Excerpts from location labeling data:
# # #

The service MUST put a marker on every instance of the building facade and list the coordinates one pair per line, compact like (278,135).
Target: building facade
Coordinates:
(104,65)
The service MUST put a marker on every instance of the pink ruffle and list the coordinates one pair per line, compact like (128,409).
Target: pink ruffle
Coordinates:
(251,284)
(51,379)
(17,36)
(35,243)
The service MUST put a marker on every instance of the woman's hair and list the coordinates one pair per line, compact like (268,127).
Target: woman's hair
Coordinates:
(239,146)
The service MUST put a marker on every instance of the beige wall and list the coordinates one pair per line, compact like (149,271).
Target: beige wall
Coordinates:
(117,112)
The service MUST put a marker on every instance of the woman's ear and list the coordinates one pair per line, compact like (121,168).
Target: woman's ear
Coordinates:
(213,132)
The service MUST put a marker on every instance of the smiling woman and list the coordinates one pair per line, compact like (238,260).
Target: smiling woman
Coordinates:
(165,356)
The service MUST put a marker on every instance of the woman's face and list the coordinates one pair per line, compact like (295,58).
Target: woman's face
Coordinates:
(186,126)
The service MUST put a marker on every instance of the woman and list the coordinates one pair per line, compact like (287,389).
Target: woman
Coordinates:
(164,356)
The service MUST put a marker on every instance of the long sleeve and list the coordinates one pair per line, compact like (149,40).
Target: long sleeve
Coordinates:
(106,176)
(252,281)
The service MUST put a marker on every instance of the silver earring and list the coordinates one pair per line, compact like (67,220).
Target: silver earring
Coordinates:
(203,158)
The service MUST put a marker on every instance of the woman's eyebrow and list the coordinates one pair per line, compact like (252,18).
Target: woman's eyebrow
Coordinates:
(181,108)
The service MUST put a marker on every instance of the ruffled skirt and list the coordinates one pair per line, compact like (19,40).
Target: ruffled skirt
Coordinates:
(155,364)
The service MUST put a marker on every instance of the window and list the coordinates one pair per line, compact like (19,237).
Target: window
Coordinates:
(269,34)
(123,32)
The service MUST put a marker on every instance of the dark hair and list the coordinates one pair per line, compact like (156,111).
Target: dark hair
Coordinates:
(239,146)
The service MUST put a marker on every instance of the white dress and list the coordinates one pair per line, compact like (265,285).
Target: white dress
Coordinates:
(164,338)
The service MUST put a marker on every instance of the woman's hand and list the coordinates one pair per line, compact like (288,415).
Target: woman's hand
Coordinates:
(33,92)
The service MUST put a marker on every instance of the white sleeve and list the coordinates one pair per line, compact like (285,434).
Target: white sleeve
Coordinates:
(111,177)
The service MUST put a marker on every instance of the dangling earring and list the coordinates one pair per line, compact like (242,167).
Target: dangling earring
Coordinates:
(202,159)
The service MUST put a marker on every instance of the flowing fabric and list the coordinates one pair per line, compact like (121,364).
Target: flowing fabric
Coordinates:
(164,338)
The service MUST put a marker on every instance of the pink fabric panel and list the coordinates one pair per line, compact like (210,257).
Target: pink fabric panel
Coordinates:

# # #

Copy every one of the records above word for word, keeping each line as it stands.

The service MUST put a marker on every instance of the building facade and list the coordinates one pair per line, compact like (278,135).
Target: building facade
Coordinates:
(104,65)
The service MUST put a marker on every instance of the pink ruffle and list the coordinates one pair per line, compact like (128,409).
Target: pink ruffle
Coordinates:
(251,284)
(51,379)
(17,36)
(35,243)
The service MUST put a marker on every instance of the woman's hair and list the coordinates one pair per line, compact like (268,127).
Target: woman's hair
Coordinates:
(239,146)
The service MUST put a marker on every instance of the beige wall and list the coordinates one pair per line, compact like (149,271).
Target: beige wall
Coordinates:
(117,112)
The service MUST put a marker on every instance of the woman's ear and list the coordinates one pair per line, compact like (121,168).
Target: woman's ear
Coordinates:
(213,132)
The service MUST put a marker on every instance of the smiling woman and list the coordinates one pair per line, compact like (238,260).
Target: smiling woman
Coordinates:
(165,356)
The service MUST put a marker on every instance of the woman's face and list the coordinates one pair per line, compact like (295,58).
Target: woman's face
Coordinates:
(186,126)
The service MUST put a marker on every instance of the woman and list the coordinates one pair per line, compact like (287,389).
Target: woman
Coordinates:
(164,356)
The service MUST put a marker on every instance of the long sleeve and list the coordinates one pair per line, compact like (149,40).
Target: long sleeve
Coordinates:
(106,176)
(252,281)
The service MUST put a marker on every instance of the silver earring and list the coordinates one pair per line, compact like (67,220).
Target: silver earring
Coordinates:
(203,158)
The service MUST put a marker on every instance of the woman's eyebrow and list the coordinates one pair per line, compact like (252,18).
Target: woman's eyebrow
Coordinates:
(181,108)
The service MUST put a marker on every instance of the ruffled skirt and list the coordinates one pair per line, compact like (19,40).
Target: ruffled skirt
Coordinates:
(155,364)
The service MUST put a marker on every instance of the window and list the coordinates one pair per line, compact like (19,237).
Target: window
Coordinates:
(269,34)
(123,32)
The service MUST put a marker on every instance of the dark hair and list the coordinates one pair per line, compact like (156,111).
Target: dark hair
Coordinates:
(239,146)
The service MUST put a marker on every instance of the white dress and list the coordinates one pair per line, compact like (265,285).
Target: white dress
Coordinates:
(164,338)
The service MUST put a marker on every instance of the woman's hand and list the coordinates one pair per line, compact like (288,415).
Target: woman's hand
Coordinates:
(33,92)
The service MUST put a marker on every instance of the white sleeve and list the coordinates one pair per line, compact like (285,434).
Target: white sleeve
Coordinates:
(111,177)
The service MUST put a marker on every instance of the dangling earring and list the coordinates one pair per line, compact like (242,167).
Target: dangling earring
Coordinates:
(202,159)
The service MUST put a marker on every instance of the flowing fabric and list the coordinates one pair per line, compact like (121,364).
Target: flowing fabric
Coordinates:
(164,338)
The service MUST put a marker on every instance of the pink fabric panel and list the coordinates one pair per line, compact like (210,257).
Target: pink fabric panel
Coordinates:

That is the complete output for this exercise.